#### Short problem:
Could you write out only the data from the line containing "[locate] canopy ceiling" through the end of the data, replacing "tarpaulin" with "tarp" and leaving everything else unchanged?

#### Information supplied:
::::

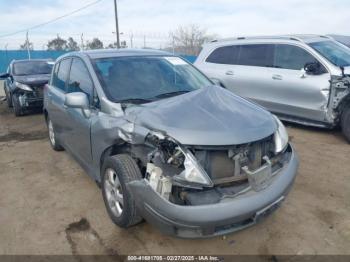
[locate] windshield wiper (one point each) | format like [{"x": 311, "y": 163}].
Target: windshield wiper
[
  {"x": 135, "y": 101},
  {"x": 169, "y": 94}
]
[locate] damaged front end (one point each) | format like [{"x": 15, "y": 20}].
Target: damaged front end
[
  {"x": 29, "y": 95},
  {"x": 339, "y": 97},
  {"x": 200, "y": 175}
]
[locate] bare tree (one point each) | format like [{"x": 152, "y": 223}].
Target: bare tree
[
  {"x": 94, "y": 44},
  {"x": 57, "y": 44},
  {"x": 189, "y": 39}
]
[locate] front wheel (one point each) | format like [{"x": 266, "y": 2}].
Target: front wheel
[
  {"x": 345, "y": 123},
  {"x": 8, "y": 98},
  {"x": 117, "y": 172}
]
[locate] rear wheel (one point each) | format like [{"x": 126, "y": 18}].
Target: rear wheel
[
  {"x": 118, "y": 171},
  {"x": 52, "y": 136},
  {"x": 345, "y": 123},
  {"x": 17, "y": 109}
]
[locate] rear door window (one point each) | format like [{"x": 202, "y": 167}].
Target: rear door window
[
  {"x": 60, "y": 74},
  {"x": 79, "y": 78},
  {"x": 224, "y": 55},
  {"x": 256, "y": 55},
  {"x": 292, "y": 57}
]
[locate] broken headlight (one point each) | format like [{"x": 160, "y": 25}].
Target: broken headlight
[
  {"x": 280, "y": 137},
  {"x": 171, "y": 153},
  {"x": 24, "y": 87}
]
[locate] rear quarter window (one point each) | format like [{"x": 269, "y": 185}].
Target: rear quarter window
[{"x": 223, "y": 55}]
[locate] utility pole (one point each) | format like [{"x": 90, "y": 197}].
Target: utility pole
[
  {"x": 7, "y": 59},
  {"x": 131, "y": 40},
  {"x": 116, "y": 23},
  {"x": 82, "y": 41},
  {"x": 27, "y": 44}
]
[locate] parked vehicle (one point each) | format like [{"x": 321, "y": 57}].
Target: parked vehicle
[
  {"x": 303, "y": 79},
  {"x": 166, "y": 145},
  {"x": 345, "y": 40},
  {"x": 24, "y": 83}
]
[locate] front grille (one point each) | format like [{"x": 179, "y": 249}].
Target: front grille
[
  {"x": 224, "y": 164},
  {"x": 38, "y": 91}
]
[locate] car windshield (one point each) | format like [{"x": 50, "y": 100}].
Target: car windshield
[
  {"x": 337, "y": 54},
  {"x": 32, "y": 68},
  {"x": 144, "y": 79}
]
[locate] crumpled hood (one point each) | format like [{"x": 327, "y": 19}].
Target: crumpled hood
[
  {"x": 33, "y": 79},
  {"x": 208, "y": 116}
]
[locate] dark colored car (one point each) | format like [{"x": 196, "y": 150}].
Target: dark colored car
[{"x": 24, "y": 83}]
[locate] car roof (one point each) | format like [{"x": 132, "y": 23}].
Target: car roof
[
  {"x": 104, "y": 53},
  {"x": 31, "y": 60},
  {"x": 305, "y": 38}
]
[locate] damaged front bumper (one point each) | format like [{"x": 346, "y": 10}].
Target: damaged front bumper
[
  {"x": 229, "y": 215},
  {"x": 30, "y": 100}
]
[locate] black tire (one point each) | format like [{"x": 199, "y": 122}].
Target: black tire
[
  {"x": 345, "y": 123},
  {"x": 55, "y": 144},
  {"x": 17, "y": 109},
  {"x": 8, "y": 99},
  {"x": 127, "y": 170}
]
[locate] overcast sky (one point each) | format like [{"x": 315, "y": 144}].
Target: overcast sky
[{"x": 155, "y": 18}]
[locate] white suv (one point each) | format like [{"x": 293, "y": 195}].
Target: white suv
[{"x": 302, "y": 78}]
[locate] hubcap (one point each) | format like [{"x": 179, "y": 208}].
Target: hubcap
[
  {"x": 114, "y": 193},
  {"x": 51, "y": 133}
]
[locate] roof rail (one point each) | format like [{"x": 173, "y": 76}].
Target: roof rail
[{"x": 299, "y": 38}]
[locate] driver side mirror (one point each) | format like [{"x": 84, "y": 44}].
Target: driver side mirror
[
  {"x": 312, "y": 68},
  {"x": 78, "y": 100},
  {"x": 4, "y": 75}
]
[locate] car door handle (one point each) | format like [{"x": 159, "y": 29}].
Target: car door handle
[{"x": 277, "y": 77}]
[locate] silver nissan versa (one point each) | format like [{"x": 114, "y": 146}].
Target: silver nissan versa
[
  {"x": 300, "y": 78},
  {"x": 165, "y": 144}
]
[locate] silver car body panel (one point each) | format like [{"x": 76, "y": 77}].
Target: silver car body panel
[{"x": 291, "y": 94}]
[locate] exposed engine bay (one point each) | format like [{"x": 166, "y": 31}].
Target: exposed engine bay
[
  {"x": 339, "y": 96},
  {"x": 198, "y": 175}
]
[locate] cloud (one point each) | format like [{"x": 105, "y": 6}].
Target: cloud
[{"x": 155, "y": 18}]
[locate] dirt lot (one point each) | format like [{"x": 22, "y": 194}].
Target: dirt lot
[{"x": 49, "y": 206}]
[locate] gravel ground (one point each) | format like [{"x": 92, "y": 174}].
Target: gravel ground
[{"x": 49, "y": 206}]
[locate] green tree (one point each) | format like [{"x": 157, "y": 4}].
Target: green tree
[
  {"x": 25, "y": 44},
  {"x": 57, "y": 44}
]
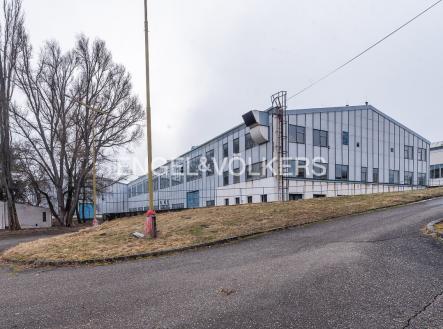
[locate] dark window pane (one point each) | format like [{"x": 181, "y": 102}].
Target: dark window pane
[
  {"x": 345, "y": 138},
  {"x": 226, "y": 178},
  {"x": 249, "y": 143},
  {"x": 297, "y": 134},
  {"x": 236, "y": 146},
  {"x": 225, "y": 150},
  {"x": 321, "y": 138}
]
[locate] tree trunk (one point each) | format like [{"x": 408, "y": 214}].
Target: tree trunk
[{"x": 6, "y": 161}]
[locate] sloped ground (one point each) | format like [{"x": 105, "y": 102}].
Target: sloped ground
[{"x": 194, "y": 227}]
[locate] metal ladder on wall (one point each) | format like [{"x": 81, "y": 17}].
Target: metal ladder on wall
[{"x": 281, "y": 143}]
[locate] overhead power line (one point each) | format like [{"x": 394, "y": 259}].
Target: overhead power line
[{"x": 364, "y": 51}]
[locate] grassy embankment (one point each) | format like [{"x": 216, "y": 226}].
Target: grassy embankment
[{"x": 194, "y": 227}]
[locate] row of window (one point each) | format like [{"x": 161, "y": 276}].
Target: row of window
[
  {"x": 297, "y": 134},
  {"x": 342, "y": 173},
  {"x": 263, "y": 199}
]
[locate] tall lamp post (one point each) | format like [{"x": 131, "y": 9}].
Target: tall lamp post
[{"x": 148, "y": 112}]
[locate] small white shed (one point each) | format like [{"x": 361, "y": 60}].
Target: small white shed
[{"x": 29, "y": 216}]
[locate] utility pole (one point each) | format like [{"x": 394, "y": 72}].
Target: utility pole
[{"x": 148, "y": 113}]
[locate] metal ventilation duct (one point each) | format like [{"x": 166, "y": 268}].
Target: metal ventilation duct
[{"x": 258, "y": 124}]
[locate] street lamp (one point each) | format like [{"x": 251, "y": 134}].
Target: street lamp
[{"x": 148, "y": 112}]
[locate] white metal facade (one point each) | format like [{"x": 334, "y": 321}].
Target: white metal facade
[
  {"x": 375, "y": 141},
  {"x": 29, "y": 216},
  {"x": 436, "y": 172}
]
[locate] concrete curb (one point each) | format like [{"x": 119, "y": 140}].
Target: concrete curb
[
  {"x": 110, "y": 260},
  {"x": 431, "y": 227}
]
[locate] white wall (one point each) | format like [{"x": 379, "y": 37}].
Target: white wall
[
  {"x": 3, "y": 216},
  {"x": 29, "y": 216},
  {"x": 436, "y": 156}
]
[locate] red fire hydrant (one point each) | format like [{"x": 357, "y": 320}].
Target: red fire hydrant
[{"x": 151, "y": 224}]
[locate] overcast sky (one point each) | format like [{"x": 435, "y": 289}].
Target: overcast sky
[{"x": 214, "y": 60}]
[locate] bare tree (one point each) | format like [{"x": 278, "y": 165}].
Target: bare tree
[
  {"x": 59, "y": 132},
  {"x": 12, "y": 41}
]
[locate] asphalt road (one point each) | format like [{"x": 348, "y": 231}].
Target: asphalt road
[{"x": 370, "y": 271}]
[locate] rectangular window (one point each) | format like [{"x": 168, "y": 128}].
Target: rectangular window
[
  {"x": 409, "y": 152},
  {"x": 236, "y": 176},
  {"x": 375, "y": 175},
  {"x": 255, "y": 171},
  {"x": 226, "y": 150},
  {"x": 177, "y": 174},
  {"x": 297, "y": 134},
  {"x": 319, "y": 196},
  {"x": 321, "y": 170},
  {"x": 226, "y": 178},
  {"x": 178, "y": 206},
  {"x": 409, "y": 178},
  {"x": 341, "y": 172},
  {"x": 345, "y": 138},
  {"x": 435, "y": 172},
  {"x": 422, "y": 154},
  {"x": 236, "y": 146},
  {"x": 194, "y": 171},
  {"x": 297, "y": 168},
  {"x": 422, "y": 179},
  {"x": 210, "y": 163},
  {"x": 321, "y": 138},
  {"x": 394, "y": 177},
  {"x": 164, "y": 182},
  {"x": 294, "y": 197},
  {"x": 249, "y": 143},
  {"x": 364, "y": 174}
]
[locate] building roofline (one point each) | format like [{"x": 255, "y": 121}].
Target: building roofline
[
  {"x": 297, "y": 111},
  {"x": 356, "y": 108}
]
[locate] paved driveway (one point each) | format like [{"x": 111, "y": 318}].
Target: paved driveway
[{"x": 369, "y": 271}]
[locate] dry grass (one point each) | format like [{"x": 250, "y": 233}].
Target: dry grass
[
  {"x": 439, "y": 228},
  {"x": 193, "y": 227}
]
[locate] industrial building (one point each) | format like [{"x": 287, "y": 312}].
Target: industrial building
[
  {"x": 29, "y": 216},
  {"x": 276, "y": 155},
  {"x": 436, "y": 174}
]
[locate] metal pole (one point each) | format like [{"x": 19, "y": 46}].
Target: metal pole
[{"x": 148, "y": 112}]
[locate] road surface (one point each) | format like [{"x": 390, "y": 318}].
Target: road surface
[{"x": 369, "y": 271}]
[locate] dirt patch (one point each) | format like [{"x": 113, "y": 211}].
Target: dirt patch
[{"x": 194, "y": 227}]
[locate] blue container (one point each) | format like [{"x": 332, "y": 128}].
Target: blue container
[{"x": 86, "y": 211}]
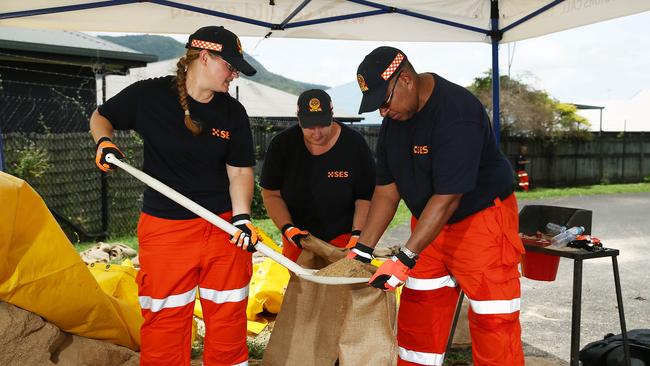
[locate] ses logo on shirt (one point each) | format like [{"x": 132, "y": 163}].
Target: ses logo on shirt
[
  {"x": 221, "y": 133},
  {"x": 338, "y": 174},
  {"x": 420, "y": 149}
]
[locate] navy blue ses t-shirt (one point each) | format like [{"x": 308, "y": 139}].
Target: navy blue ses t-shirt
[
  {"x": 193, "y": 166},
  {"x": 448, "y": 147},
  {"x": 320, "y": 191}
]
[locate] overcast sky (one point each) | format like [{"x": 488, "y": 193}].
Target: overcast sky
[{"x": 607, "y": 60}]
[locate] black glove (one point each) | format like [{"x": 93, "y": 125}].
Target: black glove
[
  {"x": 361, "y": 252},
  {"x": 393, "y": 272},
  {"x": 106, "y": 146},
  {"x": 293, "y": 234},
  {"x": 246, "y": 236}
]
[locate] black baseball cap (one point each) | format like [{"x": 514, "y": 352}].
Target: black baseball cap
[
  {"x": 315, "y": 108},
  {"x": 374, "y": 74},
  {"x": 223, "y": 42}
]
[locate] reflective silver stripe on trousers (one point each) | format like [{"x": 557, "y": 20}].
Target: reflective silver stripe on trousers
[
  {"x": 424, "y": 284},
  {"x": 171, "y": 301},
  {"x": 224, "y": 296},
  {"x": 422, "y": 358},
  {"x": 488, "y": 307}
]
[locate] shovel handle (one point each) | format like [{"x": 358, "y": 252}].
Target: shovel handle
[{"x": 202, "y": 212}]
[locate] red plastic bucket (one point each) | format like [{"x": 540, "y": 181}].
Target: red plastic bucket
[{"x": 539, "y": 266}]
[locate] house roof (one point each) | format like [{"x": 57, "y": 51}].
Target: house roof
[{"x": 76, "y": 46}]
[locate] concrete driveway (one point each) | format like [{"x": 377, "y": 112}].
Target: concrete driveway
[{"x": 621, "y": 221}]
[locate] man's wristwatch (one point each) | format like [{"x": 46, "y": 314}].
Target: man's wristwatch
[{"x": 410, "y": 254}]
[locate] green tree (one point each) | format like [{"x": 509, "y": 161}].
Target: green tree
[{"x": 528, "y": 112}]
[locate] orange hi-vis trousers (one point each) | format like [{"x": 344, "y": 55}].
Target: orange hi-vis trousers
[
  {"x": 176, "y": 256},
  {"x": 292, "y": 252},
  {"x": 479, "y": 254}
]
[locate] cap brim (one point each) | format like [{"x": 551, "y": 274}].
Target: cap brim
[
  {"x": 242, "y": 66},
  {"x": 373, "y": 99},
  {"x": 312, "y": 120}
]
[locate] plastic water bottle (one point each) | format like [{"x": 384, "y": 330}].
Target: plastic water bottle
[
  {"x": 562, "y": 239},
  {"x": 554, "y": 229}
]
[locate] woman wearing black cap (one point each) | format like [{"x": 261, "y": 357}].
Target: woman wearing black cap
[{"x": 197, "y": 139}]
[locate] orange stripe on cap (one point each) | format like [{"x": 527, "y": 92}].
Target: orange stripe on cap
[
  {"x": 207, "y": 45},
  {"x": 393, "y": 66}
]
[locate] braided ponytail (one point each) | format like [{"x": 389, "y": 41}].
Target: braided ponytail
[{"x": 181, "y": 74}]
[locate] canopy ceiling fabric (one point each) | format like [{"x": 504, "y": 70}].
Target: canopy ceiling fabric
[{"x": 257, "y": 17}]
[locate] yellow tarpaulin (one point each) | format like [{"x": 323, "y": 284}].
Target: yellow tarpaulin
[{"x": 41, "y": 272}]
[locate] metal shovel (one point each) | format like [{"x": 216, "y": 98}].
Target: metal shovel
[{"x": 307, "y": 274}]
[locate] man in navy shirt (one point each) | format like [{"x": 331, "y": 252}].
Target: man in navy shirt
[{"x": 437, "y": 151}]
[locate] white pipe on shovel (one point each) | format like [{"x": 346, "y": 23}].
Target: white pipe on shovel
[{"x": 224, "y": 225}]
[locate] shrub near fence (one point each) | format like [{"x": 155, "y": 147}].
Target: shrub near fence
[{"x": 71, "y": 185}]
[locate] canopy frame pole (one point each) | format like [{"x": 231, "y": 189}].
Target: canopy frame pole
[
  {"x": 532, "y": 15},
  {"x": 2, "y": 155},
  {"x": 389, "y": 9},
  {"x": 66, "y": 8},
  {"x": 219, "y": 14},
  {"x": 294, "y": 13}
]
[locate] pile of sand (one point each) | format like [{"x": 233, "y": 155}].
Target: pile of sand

::::

#### Correct output:
[locate] canopy ceiling fabric (one point each) | format like [{"x": 504, "y": 70}].
Target: canopy ceiling fabric
[{"x": 257, "y": 17}]
[locate] yellow tarp (one point each) | format like [{"x": 323, "y": 284}].
Target: yellow tarp
[{"x": 41, "y": 272}]
[locate] metal shovel (one point each) | format like [{"x": 216, "y": 98}].
Target: metal shovel
[{"x": 307, "y": 274}]
[locate] man in navy shirt (one point each) | format like [{"x": 331, "y": 252}].
Target: man in navy shirt
[{"x": 437, "y": 151}]
[locate] white pipe on shovel (one point each) | format like [{"x": 346, "y": 23}].
Target: white pipe on shovel
[{"x": 224, "y": 225}]
[locate] shrub near fence (one point each) | format like [{"x": 155, "y": 147}].
Target: shrub near fence
[{"x": 71, "y": 185}]
[locate] canopy frame pole (one point each) | format like [{"x": 231, "y": 189}].
Target: canopy frame pole
[
  {"x": 532, "y": 15},
  {"x": 2, "y": 155},
  {"x": 389, "y": 9},
  {"x": 66, "y": 8},
  {"x": 219, "y": 14},
  {"x": 294, "y": 13}
]
[locate] pile of sand (one point each) | format like [{"x": 233, "y": 155}].
Target: pile of sand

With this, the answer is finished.